── EXERCISE DATA ──

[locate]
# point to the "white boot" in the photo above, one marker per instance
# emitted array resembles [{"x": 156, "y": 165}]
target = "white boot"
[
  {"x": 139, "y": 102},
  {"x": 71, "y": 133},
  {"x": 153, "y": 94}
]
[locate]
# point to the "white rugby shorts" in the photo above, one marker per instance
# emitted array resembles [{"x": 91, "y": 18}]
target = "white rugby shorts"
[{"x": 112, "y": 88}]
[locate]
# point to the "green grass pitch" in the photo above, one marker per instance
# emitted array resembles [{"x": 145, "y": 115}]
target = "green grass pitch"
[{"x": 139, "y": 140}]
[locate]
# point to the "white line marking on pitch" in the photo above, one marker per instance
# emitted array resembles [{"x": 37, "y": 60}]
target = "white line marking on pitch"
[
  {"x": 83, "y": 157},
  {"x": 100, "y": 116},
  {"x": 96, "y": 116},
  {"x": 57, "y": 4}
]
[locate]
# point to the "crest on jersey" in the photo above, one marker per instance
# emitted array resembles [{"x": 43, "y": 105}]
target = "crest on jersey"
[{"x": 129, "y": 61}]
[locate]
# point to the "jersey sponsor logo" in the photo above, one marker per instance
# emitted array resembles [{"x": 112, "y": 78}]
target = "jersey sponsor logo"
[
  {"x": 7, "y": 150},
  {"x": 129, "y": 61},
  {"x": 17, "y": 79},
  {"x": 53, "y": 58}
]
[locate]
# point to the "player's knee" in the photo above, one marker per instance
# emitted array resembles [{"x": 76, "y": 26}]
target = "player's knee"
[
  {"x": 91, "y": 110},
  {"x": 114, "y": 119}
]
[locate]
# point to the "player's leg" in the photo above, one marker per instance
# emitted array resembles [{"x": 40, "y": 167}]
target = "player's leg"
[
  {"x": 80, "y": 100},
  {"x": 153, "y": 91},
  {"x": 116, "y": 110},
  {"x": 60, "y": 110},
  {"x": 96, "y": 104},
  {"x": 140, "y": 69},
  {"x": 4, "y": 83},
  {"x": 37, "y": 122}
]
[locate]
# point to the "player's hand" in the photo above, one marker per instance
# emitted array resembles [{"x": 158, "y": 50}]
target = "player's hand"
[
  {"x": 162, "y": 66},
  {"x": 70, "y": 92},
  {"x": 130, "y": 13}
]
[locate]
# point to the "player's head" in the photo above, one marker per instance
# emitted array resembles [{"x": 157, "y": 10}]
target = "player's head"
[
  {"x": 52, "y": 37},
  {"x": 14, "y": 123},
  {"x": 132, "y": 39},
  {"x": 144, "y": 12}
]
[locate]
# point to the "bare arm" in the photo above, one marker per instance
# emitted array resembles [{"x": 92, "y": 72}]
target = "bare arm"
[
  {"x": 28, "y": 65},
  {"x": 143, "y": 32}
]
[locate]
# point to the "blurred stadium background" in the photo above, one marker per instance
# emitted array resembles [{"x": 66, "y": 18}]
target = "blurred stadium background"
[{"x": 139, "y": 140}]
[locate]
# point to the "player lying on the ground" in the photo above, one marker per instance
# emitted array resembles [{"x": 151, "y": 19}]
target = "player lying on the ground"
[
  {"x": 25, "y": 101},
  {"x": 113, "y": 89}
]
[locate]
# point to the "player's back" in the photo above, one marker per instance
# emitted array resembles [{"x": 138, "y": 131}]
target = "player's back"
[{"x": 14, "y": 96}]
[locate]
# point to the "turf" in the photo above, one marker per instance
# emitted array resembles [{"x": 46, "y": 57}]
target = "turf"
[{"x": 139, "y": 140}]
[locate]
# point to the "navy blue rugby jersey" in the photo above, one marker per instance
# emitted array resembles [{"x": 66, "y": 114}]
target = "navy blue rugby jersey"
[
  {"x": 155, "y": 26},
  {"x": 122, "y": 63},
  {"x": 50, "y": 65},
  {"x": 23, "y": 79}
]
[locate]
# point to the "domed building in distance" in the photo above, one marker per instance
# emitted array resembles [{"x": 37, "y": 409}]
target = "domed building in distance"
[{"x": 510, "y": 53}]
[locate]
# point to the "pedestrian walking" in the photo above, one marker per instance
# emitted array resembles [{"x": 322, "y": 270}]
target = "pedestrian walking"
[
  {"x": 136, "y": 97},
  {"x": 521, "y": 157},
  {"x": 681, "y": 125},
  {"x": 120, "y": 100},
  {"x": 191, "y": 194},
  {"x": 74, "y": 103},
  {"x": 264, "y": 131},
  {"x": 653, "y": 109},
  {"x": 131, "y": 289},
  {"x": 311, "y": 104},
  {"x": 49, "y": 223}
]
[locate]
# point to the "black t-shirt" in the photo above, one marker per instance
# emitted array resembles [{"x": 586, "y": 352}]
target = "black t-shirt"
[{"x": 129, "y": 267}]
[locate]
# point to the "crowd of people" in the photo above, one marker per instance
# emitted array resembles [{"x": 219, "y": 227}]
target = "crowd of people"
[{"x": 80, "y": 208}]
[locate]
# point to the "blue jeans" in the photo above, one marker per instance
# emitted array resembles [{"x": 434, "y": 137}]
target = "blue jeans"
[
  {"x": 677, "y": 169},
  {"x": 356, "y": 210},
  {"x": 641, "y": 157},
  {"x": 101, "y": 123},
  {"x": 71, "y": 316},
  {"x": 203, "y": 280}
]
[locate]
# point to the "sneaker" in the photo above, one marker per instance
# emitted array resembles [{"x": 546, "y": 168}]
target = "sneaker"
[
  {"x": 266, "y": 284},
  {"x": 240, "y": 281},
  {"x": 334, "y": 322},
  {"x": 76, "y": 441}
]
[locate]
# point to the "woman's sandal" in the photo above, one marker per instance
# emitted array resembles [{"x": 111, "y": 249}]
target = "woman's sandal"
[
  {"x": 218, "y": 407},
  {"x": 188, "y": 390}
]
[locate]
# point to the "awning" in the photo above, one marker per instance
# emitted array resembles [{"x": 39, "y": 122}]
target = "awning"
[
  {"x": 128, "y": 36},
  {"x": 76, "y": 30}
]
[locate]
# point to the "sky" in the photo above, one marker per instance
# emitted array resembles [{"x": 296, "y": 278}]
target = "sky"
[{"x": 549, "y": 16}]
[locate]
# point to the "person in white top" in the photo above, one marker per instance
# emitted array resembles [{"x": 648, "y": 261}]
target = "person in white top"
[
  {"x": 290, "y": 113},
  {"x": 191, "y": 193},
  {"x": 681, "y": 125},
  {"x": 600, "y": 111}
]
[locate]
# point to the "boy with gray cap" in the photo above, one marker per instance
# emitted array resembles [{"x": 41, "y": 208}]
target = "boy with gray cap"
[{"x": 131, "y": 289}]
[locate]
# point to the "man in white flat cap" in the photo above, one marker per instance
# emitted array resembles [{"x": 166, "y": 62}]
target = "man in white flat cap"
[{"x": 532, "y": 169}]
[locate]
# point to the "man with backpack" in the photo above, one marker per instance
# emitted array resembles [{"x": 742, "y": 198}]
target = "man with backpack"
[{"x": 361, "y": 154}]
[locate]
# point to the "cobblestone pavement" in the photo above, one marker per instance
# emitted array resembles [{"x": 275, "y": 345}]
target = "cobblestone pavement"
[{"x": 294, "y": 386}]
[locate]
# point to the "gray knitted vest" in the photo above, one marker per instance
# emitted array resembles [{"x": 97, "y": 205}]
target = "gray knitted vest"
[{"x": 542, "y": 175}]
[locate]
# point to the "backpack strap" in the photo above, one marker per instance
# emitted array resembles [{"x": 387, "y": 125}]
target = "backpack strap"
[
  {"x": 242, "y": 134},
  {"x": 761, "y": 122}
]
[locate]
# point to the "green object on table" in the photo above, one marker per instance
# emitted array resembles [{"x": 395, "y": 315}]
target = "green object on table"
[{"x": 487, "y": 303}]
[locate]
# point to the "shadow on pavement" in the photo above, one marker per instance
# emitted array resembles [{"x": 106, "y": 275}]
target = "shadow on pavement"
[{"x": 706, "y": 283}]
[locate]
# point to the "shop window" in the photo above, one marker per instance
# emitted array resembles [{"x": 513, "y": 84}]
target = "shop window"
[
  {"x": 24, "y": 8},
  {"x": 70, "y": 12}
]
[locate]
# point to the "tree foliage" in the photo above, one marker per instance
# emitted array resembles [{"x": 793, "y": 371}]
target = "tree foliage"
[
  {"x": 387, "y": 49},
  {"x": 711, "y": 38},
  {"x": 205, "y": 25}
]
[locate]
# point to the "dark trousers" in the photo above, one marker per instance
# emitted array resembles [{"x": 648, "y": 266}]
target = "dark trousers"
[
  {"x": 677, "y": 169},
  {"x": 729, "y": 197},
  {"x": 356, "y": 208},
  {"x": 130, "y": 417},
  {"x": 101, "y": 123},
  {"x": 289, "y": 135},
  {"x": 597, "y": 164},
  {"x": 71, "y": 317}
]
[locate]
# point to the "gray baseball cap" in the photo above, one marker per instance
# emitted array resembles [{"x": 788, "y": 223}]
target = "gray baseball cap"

───

**ACTIVITY:** Check the lines above and copy each one that includes "baseball".

**RESPONSE AREA:**
# point to the "gray baseball cap" in the photo above, one marker per instance
target = "gray baseball cap"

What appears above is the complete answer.